+++ Dataset content +++

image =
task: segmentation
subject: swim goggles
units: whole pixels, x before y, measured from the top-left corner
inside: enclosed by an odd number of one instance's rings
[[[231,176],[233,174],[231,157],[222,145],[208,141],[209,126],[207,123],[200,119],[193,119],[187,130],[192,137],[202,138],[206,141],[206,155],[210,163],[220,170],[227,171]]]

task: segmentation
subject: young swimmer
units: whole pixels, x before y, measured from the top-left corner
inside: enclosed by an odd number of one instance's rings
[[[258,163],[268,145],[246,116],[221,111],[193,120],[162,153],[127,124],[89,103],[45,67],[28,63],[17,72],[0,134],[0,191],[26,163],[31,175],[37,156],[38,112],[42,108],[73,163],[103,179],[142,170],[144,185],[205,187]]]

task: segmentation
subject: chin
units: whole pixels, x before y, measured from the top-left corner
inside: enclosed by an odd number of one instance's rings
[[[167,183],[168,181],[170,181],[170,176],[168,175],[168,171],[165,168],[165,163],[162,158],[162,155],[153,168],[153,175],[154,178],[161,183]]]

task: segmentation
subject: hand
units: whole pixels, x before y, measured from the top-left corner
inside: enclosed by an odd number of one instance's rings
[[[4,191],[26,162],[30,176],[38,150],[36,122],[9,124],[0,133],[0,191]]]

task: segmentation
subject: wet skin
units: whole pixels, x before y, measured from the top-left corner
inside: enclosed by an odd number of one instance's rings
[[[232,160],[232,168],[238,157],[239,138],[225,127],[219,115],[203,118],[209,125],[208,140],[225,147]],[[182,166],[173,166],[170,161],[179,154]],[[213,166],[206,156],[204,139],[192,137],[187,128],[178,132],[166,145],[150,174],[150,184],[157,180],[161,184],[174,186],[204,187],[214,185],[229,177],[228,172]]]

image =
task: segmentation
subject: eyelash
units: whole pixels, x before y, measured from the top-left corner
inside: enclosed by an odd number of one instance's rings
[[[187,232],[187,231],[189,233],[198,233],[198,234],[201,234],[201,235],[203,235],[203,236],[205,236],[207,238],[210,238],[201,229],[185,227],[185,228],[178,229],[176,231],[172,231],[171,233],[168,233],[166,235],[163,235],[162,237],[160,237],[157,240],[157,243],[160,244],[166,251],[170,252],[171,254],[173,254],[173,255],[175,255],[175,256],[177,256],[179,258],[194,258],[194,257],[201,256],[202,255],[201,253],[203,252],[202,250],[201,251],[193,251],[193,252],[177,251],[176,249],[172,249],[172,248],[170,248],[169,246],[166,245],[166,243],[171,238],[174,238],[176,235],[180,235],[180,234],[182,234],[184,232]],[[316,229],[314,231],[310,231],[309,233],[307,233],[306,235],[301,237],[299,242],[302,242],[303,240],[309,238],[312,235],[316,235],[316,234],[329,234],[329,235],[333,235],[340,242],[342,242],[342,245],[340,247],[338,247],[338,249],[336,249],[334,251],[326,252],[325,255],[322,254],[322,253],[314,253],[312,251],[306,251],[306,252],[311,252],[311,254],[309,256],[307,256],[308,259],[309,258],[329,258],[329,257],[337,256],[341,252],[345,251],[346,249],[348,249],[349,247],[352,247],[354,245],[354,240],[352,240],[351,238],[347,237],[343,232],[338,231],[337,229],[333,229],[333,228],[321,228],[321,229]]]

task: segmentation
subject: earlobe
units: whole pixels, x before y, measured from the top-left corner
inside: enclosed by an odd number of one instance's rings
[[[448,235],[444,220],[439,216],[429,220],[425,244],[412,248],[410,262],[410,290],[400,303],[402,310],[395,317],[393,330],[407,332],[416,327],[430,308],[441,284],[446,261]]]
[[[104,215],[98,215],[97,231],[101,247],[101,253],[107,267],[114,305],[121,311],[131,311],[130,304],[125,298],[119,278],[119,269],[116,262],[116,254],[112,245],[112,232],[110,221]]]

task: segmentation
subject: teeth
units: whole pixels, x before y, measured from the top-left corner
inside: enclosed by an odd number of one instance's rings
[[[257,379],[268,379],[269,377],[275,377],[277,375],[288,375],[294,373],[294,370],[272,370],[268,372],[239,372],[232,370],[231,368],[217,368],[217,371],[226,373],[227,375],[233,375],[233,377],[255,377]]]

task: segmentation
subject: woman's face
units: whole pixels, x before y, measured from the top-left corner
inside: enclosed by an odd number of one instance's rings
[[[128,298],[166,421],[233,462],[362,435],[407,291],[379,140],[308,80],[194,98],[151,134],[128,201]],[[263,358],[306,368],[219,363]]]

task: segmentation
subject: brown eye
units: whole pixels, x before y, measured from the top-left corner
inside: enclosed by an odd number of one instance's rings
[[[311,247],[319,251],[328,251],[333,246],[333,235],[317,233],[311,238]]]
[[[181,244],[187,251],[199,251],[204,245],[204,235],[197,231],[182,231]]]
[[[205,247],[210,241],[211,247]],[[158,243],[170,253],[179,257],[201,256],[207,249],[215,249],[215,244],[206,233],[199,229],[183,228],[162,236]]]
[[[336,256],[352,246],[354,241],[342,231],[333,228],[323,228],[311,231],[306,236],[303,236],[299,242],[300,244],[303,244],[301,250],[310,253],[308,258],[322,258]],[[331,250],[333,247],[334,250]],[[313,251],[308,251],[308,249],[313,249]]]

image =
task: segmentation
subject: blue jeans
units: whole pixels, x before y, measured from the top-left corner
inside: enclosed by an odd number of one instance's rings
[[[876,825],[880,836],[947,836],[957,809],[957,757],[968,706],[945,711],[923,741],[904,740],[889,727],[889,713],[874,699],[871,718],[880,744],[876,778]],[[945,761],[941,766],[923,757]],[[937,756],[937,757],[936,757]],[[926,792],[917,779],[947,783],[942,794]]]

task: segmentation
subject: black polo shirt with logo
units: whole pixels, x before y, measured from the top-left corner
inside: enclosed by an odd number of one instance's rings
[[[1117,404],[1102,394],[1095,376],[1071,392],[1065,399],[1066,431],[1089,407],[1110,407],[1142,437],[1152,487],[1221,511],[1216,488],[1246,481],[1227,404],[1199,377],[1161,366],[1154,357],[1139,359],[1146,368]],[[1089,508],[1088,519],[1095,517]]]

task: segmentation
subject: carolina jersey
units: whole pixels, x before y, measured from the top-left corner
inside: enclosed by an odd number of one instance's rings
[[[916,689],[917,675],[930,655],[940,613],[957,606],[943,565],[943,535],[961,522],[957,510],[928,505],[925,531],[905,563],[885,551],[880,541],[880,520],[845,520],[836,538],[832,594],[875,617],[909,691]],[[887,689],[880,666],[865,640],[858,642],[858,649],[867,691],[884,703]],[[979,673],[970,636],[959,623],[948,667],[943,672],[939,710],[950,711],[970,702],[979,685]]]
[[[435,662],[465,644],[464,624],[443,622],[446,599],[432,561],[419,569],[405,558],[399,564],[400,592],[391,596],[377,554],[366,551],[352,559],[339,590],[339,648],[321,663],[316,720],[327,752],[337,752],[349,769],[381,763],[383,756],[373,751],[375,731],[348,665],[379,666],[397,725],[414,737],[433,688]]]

+++

### Problem to work on
Once more, write out the records exactly as they are.

### Task solution
image =
task: segmentation
subject: swim goggles
units: whole pixels, x before y, measured from the top-left corner
inside: enclosed by an odd number of one instance's rings
[[[231,176],[233,174],[231,157],[222,145],[208,141],[209,126],[207,123],[200,119],[193,119],[187,130],[192,137],[202,138],[206,141],[206,155],[210,163],[220,170],[227,171]]]

task: segmentation
subject: young swimmer
units: whole pixels, x before y, measured from the top-left corner
inside: enclosed by an odd number of one instance's rings
[[[258,163],[268,145],[246,116],[221,111],[193,120],[162,153],[127,124],[89,103],[45,67],[28,63],[17,72],[0,134],[0,191],[26,163],[31,175],[37,156],[38,112],[42,108],[73,163],[103,179],[142,170],[144,185],[205,187]]]

task: segmentation
subject: chin
units: whole pixels, x before y, measured from the top-left corner
inside: enclosed by an odd number of one instance's rings
[[[167,183],[168,181],[170,181],[170,176],[168,175],[168,171],[165,168],[165,163],[162,158],[162,155],[153,168],[153,175],[154,178],[161,183]]]

task: segmentation
subject: hand
units: whole pixels, x before y, measured from the top-left corner
inside: enclosed by an odd number of one instance's rings
[[[4,191],[26,162],[30,176],[38,150],[36,122],[9,124],[0,133],[0,191]]]

task: segmentation
subject: wet skin
units: whole pixels, x before y, measured from the top-left corner
inside: enclosed by an odd number of one instance's rings
[[[232,160],[232,168],[238,157],[239,138],[225,127],[219,115],[203,118],[209,125],[208,140],[225,147]],[[182,166],[173,166],[170,161],[179,154]],[[213,166],[206,156],[204,139],[192,137],[187,128],[178,132],[166,145],[150,174],[150,184],[157,180],[161,184],[174,186],[204,187],[214,185],[229,177],[228,172]]]

image =
task: segmentation
subject: eyelash
units: whole pixels, x before y, measured from the top-left corner
inside: enclosed by an odd number of one instance's rings
[[[187,232],[187,231],[189,233],[198,233],[198,234],[201,234],[201,235],[203,235],[203,236],[205,236],[207,238],[210,238],[201,229],[185,227],[185,228],[178,229],[176,231],[172,231],[171,233],[168,233],[166,235],[163,235],[162,237],[160,237],[157,240],[157,243],[160,244],[166,251],[170,252],[171,254],[173,254],[173,255],[175,255],[175,256],[177,256],[179,258],[194,258],[194,257],[201,256],[202,255],[201,253],[203,252],[202,250],[201,251],[193,251],[193,252],[177,251],[176,249],[172,249],[172,248],[170,248],[169,246],[166,245],[166,243],[171,238],[174,238],[176,235],[180,235],[180,234],[182,234],[184,232]],[[316,229],[314,231],[310,231],[309,233],[307,233],[306,235],[301,237],[299,242],[302,242],[303,240],[309,238],[312,235],[316,235],[316,234],[329,234],[329,235],[333,235],[340,242],[342,242],[342,245],[340,247],[338,247],[338,249],[336,249],[334,251],[326,252],[325,255],[322,254],[322,253],[314,253],[312,251],[306,251],[306,252],[311,252],[311,254],[309,256],[307,256],[308,259],[309,258],[329,258],[329,257],[337,256],[341,252],[345,251],[346,249],[348,249],[349,247],[352,247],[354,245],[354,240],[352,240],[351,238],[347,237],[343,232],[338,231],[337,229],[333,229],[333,228],[321,228],[321,229]]]

task: segmentation
subject: earlobe
units: whole pixels, x before y, measured from the top-left corner
inside: enclosed by an odd number of one instance's rings
[[[448,235],[444,220],[439,216],[429,220],[425,244],[412,248],[410,262],[410,290],[400,303],[402,310],[395,317],[393,330],[407,332],[416,327],[430,308],[441,284],[446,261]]]
[[[104,215],[98,215],[97,231],[101,247],[101,253],[107,267],[114,305],[121,311],[131,311],[130,304],[125,298],[119,278],[119,269],[116,262],[116,254],[112,245],[112,232],[110,221]]]

task: segmentation
subject: teeth
units: whole pixels, x before y, measured from the top-left corner
inside: enclosed by an odd number of one instance's rings
[[[257,379],[268,379],[269,377],[275,377],[277,375],[288,375],[294,373],[294,370],[272,370],[268,372],[239,372],[232,370],[231,368],[217,368],[217,371],[226,373],[227,375],[233,375],[233,377],[255,377]]]

task: segmentation
subject: woman's face
units: whole pixels, x before y, measured from the top-left corner
inside: enclosed by an odd number of one instance's rings
[[[128,298],[166,421],[233,462],[362,435],[407,291],[379,140],[308,80],[194,98],[151,134],[128,201]],[[263,358],[306,368],[219,363]]]

task: segmentation
subject: brown eye
units: whole pixels, x before y, measured from the top-left corner
inside: enclosed by an odd number of one instance's rings
[[[311,247],[319,251],[328,251],[333,246],[333,235],[317,233],[311,238]]]
[[[181,244],[187,251],[199,251],[204,245],[204,235],[197,231],[182,231]]]
[[[205,247],[210,241],[211,247]],[[158,243],[170,253],[179,257],[201,256],[207,249],[215,249],[215,244],[206,233],[199,229],[183,228],[162,236]]]
[[[336,256],[352,246],[354,241],[342,231],[333,228],[323,228],[311,231],[306,236],[303,236],[299,242],[300,244],[303,244],[301,250],[310,253],[308,258],[322,258]],[[331,250],[333,247],[334,250]],[[313,251],[308,251],[308,249],[313,249]]]

image =
task: segmentation
subject: blue jeans
units: whole pixels, x before y, measured from the top-left corner
inside: enclosed by an odd number of one instance's rings
[[[876,825],[880,836],[947,836],[957,809],[957,757],[968,706],[945,711],[923,741],[904,740],[889,727],[889,713],[874,699],[871,718],[880,744],[876,778]],[[945,761],[941,766],[923,757]],[[937,756],[937,757],[936,757]],[[926,792],[917,779],[947,783],[942,794]]]

task: segmentation
subject: black polo shirt with logo
units: whole pixels, x before y, measured from the top-left corner
inside: enclosed by an odd number of one instance's rings
[[[1117,404],[1102,394],[1095,376],[1071,392],[1065,399],[1066,431],[1089,407],[1110,407],[1142,437],[1152,487],[1221,511],[1216,488],[1246,481],[1227,404],[1199,377],[1161,366],[1154,357],[1139,359],[1146,368]],[[1089,508],[1088,519],[1095,517]]]

task: segmentation
subject: carolina jersey
units: whole pixels, x before y, measured from the top-left corner
inside: enclosed by an odd number of one instance's rings
[[[916,689],[917,675],[930,655],[940,613],[957,606],[943,565],[943,535],[961,522],[957,510],[928,505],[925,531],[905,563],[885,551],[880,541],[880,520],[845,520],[836,538],[832,594],[875,617],[909,691]],[[887,689],[880,666],[865,640],[858,642],[858,649],[867,691],[884,703]],[[979,673],[970,636],[959,623],[948,667],[943,672],[939,710],[950,711],[970,702],[979,685]]]
[[[435,662],[465,644],[464,624],[443,622],[446,599],[432,561],[419,569],[405,558],[399,564],[400,592],[391,596],[377,554],[366,551],[352,559],[339,590],[339,648],[321,663],[316,720],[327,752],[337,752],[349,769],[381,763],[383,756],[373,751],[375,731],[348,665],[379,666],[397,725],[414,737],[433,688]]]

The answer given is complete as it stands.